Your instructions - Which lines in the entries below contain the string "wooden"? Copy each such line, matching case exactly.

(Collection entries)
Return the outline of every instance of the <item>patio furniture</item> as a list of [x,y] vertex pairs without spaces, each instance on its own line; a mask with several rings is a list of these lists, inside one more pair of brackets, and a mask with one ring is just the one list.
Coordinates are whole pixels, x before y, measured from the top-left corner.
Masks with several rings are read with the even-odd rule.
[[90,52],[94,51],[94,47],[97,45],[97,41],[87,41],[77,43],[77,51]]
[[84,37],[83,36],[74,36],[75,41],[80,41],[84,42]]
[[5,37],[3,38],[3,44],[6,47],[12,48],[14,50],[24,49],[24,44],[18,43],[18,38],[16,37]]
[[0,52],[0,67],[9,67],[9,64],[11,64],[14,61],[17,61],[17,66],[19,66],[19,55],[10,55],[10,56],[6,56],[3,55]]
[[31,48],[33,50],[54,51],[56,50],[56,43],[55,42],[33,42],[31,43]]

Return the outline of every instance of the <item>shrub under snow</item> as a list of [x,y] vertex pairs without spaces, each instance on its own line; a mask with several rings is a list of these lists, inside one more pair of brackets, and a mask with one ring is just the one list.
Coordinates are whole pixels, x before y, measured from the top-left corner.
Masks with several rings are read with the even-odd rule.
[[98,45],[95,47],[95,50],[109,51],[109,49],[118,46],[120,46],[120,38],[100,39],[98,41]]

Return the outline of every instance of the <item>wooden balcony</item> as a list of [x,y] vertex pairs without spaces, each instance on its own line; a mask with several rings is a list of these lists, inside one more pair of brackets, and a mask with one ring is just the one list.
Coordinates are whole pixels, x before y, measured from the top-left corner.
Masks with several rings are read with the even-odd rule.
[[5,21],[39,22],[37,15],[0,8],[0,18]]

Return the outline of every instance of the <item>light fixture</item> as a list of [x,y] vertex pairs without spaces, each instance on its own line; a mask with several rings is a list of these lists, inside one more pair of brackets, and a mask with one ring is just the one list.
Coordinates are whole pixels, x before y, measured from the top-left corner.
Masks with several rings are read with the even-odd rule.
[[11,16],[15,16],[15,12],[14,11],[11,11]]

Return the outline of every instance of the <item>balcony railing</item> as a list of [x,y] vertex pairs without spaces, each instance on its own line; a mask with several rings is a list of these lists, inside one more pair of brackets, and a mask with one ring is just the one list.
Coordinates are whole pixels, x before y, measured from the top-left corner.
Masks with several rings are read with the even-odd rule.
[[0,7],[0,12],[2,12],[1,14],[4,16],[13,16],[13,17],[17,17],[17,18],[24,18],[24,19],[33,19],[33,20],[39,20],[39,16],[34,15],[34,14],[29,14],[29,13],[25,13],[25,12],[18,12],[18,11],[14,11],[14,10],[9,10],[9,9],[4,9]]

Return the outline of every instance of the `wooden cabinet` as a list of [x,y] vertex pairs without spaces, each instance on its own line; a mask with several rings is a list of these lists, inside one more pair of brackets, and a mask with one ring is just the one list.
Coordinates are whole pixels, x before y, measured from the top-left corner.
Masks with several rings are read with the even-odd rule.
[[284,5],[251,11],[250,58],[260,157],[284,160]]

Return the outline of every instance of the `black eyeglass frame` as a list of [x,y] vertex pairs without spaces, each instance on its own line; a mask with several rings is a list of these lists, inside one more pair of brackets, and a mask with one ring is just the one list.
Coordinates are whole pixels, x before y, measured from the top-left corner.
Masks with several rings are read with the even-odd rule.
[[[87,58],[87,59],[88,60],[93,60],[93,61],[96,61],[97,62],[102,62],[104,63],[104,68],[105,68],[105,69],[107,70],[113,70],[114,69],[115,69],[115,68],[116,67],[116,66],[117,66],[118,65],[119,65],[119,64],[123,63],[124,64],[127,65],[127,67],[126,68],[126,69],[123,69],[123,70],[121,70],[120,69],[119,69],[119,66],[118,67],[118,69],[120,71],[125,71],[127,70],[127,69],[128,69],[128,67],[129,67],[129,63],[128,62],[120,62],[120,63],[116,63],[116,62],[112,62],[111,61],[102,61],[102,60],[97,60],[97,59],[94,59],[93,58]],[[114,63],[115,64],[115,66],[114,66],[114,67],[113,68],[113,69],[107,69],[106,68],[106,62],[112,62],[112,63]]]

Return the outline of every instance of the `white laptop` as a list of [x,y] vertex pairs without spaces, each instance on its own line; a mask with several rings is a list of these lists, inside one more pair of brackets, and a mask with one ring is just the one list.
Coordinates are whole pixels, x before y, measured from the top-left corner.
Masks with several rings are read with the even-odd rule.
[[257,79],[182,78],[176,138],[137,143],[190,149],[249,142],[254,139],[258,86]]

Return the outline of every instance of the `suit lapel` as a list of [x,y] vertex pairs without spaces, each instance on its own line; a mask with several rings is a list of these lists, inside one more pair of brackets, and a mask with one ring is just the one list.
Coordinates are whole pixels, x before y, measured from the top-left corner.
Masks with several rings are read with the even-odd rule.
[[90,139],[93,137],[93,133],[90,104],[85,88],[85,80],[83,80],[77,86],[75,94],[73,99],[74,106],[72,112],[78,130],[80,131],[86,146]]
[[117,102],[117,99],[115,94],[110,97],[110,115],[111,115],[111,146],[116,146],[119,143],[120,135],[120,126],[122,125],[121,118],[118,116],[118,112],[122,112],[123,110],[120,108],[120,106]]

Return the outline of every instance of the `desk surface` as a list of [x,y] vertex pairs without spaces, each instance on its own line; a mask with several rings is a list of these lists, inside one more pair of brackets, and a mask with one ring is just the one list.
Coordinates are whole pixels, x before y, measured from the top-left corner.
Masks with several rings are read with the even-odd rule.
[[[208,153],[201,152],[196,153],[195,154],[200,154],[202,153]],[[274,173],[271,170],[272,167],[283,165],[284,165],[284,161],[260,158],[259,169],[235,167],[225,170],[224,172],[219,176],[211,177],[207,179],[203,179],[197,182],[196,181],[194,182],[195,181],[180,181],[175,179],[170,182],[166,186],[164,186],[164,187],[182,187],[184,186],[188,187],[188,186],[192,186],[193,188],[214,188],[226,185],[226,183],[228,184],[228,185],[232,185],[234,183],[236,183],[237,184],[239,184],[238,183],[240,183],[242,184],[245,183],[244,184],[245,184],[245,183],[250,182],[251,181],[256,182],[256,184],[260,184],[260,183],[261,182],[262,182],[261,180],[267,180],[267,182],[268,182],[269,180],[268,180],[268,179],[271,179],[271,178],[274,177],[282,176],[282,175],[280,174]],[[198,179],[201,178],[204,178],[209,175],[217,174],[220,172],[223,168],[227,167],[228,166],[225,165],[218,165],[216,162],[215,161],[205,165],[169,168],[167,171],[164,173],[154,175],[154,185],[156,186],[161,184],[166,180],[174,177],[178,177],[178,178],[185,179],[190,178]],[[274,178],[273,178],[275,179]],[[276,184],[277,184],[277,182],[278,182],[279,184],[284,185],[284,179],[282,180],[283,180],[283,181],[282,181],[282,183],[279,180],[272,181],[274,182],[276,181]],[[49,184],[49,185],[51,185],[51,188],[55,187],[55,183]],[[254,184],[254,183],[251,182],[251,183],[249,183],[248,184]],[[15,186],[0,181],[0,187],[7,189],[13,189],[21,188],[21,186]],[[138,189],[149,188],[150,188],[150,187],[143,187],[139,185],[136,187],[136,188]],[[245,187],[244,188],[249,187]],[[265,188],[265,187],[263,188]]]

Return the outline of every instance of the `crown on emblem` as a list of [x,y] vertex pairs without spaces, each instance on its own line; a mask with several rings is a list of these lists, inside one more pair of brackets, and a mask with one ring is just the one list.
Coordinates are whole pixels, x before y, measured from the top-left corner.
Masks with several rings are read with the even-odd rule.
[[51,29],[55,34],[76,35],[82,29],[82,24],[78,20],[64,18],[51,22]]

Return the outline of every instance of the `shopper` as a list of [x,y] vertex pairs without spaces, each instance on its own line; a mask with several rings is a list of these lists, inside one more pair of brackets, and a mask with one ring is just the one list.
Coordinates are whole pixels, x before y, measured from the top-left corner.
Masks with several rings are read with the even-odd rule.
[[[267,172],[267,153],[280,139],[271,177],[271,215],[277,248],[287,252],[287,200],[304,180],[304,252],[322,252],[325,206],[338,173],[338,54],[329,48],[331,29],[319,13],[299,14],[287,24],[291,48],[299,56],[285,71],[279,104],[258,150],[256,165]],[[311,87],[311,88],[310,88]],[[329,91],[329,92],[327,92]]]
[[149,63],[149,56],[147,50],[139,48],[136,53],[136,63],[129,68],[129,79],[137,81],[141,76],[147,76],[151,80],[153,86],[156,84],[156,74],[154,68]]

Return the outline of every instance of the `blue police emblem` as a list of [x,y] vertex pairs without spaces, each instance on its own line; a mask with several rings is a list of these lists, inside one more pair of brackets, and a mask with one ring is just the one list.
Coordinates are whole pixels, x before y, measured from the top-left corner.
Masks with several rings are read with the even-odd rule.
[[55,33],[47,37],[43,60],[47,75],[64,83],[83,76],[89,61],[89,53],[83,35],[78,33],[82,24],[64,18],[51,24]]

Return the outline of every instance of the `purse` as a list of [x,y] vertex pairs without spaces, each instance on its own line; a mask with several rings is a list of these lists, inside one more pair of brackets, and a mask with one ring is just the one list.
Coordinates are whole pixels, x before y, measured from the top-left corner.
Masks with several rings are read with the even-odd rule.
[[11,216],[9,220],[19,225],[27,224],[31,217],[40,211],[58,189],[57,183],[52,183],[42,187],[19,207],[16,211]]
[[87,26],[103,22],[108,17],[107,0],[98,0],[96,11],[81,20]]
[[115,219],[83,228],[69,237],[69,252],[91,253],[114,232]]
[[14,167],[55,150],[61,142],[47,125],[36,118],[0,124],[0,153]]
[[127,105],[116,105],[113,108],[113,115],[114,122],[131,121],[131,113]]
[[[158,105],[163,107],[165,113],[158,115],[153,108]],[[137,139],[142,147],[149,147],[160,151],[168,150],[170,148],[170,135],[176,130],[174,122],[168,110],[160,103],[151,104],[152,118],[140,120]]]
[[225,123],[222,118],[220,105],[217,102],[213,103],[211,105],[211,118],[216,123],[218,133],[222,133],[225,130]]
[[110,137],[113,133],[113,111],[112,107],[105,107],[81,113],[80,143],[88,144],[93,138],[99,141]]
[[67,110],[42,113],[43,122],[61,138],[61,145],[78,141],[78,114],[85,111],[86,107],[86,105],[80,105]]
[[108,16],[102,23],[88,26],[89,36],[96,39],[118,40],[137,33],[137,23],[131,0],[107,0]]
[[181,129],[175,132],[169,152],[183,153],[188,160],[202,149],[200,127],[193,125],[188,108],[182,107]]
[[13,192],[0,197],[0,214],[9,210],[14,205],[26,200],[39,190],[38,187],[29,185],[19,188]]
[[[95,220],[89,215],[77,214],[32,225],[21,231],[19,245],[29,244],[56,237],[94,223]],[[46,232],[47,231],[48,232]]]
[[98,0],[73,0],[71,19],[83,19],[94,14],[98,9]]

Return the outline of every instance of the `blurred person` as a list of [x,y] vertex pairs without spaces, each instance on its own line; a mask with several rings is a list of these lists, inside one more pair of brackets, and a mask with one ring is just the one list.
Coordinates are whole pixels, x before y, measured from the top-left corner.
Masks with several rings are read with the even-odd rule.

Response to this exercise -
Return the outline of every instance of the <item>wooden balcony</item> as a list of [x,y] vertex pairs without spaces, each instance on its own line; a mask with several rings is a list of these lists, inside one more pair of brackets, and a mask with one ring is just the one list.
Return the outline of every instance of the `wooden cabinet` as a list of [x,y] vertex pairs without spaces, each instance on its own line; a mask with several rings is a list of these lists, inside one more pair of brackets, and a mask with one ring is just the one list.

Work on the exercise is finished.